Konversikan data mulai dari baris yang memuat "Please locate the cockpit" hingga akhir data, termasuk kedua batasnya, menjadi CSV dua kolom bernama teks dan jawaban. Setiap teks beserta jawabannya menempati satu baris, masing-masing sebagai satu nilai bertanda kutip dengan pemisah baris diganti spasi.

DATA ACUAN:
--------

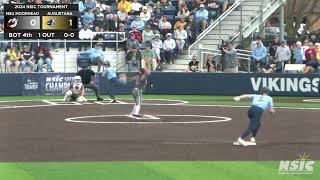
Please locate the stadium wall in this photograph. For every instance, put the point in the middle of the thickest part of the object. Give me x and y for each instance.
(169, 83)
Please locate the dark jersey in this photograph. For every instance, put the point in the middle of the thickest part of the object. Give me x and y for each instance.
(86, 75)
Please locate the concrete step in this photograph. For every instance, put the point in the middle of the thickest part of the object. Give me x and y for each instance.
(245, 13)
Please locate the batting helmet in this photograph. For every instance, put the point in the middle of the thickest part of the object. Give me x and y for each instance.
(265, 90)
(107, 63)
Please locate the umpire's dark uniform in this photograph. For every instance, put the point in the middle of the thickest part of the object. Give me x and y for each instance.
(86, 77)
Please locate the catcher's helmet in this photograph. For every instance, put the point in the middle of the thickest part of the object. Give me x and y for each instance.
(77, 79)
(265, 90)
(107, 63)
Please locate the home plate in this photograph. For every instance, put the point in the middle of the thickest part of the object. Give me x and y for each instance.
(248, 143)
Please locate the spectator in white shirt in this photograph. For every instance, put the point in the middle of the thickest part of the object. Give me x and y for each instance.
(181, 36)
(164, 26)
(135, 7)
(145, 15)
(157, 45)
(85, 34)
(283, 54)
(123, 16)
(168, 46)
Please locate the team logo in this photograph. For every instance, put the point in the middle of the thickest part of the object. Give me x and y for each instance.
(302, 165)
(12, 23)
(51, 22)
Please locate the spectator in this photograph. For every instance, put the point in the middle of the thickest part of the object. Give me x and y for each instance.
(85, 34)
(310, 50)
(87, 78)
(304, 48)
(138, 23)
(43, 56)
(183, 12)
(311, 65)
(133, 58)
(145, 14)
(168, 46)
(318, 50)
(154, 23)
(163, 4)
(147, 34)
(132, 41)
(90, 5)
(231, 62)
(157, 45)
(180, 22)
(193, 65)
(191, 29)
(298, 54)
(137, 34)
(254, 43)
(213, 9)
(273, 47)
(100, 22)
(124, 4)
(201, 2)
(148, 58)
(102, 6)
(181, 37)
(202, 16)
(113, 25)
(283, 54)
(12, 58)
(88, 18)
(26, 58)
(210, 65)
(135, 7)
(123, 16)
(96, 55)
(259, 54)
(164, 26)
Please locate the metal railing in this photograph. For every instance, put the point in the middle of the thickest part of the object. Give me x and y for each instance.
(65, 52)
(214, 25)
(259, 16)
(244, 57)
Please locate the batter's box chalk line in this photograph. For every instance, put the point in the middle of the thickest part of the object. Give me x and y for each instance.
(153, 119)
(312, 100)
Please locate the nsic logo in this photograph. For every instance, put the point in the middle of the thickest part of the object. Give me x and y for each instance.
(303, 165)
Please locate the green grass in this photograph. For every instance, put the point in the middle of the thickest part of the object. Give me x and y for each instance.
(159, 170)
(183, 170)
(192, 99)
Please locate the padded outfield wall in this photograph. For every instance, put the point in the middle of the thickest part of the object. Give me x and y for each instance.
(170, 83)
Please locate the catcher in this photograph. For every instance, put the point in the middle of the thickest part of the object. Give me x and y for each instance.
(75, 91)
(110, 74)
(140, 84)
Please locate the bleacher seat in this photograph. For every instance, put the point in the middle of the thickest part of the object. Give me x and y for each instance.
(293, 68)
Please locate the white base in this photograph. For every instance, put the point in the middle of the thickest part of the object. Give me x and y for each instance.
(248, 143)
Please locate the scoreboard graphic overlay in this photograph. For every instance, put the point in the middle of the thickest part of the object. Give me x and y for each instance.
(41, 21)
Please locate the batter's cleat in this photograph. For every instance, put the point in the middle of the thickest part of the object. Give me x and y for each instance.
(99, 99)
(253, 140)
(242, 142)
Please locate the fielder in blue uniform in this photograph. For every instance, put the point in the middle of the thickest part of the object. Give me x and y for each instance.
(110, 74)
(259, 103)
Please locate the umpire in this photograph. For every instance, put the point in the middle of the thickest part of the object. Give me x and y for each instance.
(87, 77)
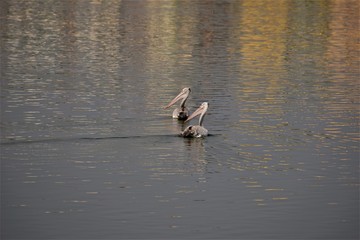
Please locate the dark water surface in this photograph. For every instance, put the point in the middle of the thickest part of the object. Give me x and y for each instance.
(87, 151)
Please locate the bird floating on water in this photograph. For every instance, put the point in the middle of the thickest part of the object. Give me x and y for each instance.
(197, 130)
(181, 113)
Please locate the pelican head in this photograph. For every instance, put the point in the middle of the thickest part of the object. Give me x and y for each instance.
(180, 113)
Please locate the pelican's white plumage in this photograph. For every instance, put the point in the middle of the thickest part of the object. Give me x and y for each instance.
(181, 113)
(197, 130)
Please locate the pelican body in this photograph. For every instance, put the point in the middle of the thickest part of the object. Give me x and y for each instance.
(197, 130)
(181, 113)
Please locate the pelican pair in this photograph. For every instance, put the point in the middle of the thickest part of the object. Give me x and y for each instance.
(182, 113)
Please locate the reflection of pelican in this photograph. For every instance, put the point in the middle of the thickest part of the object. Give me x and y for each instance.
(181, 113)
(197, 130)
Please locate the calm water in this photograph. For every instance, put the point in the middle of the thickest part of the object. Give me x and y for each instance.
(87, 151)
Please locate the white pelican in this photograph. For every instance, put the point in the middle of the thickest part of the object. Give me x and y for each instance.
(181, 113)
(197, 130)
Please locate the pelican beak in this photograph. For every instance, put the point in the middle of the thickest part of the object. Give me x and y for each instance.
(182, 94)
(197, 112)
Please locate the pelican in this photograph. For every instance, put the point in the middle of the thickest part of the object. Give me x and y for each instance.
(181, 113)
(197, 130)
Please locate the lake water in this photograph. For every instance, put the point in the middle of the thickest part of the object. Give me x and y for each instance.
(88, 152)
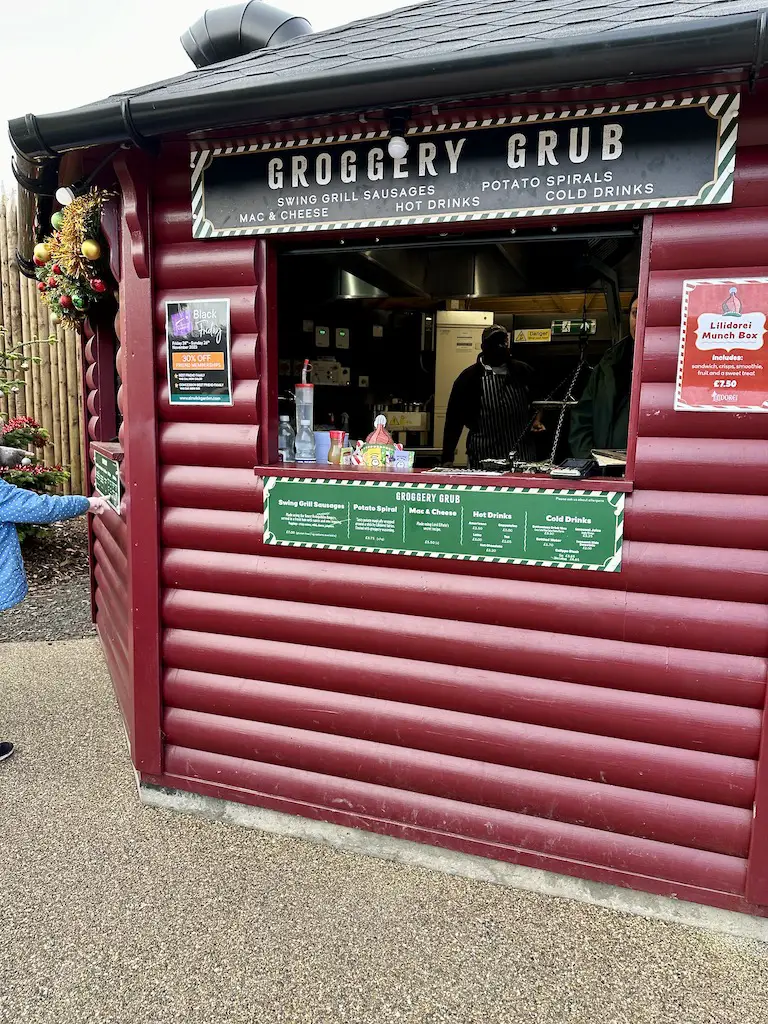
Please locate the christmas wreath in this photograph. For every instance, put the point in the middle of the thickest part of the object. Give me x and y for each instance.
(71, 267)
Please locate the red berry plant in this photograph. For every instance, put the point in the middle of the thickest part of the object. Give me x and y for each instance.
(24, 432)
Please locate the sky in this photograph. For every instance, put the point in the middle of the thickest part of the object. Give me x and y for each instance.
(55, 54)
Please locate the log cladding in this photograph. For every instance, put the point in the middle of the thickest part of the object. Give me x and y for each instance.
(603, 725)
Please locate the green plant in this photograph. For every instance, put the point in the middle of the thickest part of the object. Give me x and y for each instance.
(13, 360)
(24, 432)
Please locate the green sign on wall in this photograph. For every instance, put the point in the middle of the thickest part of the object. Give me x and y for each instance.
(580, 529)
(108, 479)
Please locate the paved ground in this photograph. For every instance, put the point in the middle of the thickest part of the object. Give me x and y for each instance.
(114, 912)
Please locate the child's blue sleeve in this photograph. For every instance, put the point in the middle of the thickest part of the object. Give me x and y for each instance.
(17, 505)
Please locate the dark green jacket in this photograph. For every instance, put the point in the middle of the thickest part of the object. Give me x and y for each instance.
(601, 419)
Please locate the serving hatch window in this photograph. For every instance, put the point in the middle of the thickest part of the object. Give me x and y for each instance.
(468, 354)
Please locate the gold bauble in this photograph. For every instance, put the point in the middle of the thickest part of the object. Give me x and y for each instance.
(90, 249)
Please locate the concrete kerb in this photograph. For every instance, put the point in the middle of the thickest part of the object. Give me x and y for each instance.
(461, 864)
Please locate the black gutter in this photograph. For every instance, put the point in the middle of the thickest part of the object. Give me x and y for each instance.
(642, 52)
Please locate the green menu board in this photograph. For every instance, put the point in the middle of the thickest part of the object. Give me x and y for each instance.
(580, 529)
(108, 479)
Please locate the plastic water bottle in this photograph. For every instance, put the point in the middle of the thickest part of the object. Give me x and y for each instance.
(286, 440)
(304, 442)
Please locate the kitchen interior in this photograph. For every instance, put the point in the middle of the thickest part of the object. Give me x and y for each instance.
(387, 328)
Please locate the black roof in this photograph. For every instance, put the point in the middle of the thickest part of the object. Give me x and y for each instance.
(437, 49)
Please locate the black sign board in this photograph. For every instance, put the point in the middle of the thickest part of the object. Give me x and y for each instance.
(616, 157)
(199, 363)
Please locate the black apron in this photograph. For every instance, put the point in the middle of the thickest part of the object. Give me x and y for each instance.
(503, 418)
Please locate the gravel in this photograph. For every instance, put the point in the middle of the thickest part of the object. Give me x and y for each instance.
(112, 911)
(58, 605)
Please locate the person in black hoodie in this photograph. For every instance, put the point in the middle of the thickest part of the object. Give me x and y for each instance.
(492, 399)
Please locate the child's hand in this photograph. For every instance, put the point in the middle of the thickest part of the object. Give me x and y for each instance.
(97, 505)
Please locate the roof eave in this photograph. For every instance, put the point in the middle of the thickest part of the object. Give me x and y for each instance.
(641, 52)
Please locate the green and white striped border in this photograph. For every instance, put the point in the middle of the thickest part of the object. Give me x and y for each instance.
(723, 107)
(613, 498)
(680, 406)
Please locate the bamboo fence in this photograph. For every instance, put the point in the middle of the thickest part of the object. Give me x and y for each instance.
(52, 387)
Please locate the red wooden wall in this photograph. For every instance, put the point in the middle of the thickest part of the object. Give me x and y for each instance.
(601, 725)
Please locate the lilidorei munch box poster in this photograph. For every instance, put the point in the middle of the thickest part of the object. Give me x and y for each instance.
(723, 361)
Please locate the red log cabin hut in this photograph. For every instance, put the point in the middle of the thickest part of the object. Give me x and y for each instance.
(565, 673)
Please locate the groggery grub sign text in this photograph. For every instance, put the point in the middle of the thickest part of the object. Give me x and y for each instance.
(637, 156)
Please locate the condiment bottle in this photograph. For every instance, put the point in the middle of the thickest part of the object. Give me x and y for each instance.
(334, 453)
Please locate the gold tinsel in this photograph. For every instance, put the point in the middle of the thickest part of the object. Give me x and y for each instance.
(81, 221)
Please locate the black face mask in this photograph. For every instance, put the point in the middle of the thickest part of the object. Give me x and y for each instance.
(495, 354)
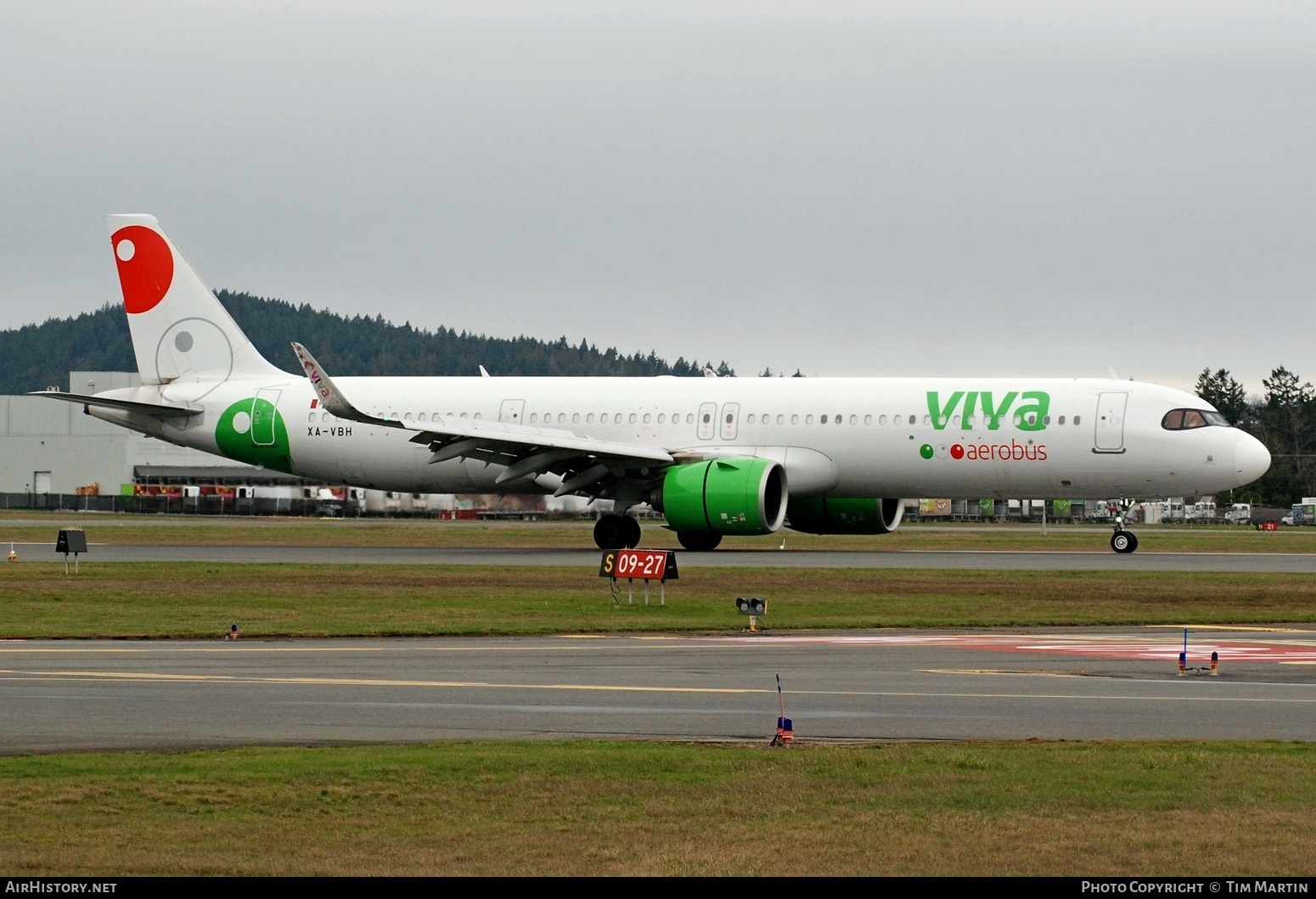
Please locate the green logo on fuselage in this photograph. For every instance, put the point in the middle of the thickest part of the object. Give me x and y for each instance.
(251, 430)
(1029, 416)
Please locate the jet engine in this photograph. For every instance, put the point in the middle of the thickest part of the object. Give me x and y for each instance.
(845, 516)
(724, 497)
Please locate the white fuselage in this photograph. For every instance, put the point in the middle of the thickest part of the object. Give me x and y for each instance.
(856, 437)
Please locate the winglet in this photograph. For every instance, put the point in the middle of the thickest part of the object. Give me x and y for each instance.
(330, 398)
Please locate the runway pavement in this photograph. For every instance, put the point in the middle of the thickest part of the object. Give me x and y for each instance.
(1055, 561)
(883, 685)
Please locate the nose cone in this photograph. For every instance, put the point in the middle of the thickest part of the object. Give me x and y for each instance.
(1251, 459)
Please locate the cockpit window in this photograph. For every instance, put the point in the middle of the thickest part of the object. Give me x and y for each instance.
(1189, 419)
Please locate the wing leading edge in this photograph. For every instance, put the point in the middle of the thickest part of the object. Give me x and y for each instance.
(583, 464)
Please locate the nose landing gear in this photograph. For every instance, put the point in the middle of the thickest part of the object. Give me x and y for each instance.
(1122, 542)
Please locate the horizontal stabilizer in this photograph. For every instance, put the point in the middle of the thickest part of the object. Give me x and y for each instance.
(153, 409)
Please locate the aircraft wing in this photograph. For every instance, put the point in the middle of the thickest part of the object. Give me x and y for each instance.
(583, 464)
(153, 409)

--------

JAWABAN LENGKAP:
teks,jawaban
"Please locate the cockpit window in this photograph. For every instance, put the point in the middle of the thickest part of the object. Give me x and y for each instance.","(1189, 419)"
"Please locate the wing leading edge in this photograph. For every instance, put the point in the middle of the thickest part of the object. Give me x and y for each instance.","(583, 464)"
"Please locate the nose landing gear in this photograph. For every instance, put the point in the middle of the thickest part of the object. Give me x and y for each instance.","(1122, 542)"
"Please locate the horizontal stabilizer in this photograph. For every instance, put the point in the middle of the thickest part of the object. Give me x and y for each instance.","(153, 409)"
"Please locate the aircraft wing in this photograph. For every instance, put the point in the middle of the thickest part of the object. Give me x and y for each instance.","(583, 464) (153, 409)"